━━━ Selected extract

# Headphones



## animalcrossing64 (Sep 15, 2013)

I was wondering if you guys and gals could help me with my shopping. I'm looking for a reliable pair of headphones preferably earbuds, that will last me a long time. I'm trying to spend the least amount of money possible to get what I want. I'm just going to be using them to listen to music in my house and not disturb others, so ''sound-proof'' would be nice.

I can't wait to hear your suggestions!

Thanks!


----------



## animalcrossing64 (Sep 15, 2013)

What do you guys think of these? They are noise isolating, have good reviews, and claim to produce decent sound. Also, they have a 1 year warranty.

Rosewill RHTS-12007 Canal High Fidelity Passive No...


----------



## Kursah (Sep 15, 2013)

Those look okay for the price! That is dirt cheap. I used to go with cheap earbuds until I needed a better sounding and more durable set. I found Ironbuds...they are modular, come with extra buds and tons of tips all in a decent case that also fits my sansa mp3 player. For the price Iron buds takes the cake for me...I prefer them to most of my full-size headphone collection. Sound great amped or unamped, and they do a great job of keeping sound isolation both directions for me at pleasant listening volumes.

━━━━━━
━━━ Given material

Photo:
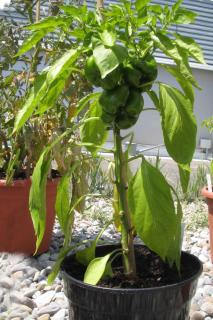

━━━━━━

▸ What you are asked to do:
Answer from the headphones thread above:
1. How long is the warranty on the pair proposed in the second post?
2. Besides the buds and tips, what does Kursah say the Ironbuds case also holds?
3. Where does the first poster intend to use the headphones?

▸ Result of the exercise:
1. One year.
2. Kursah's sansa mp3 player.
3. In the poster's house, to listen to music without disturbing others.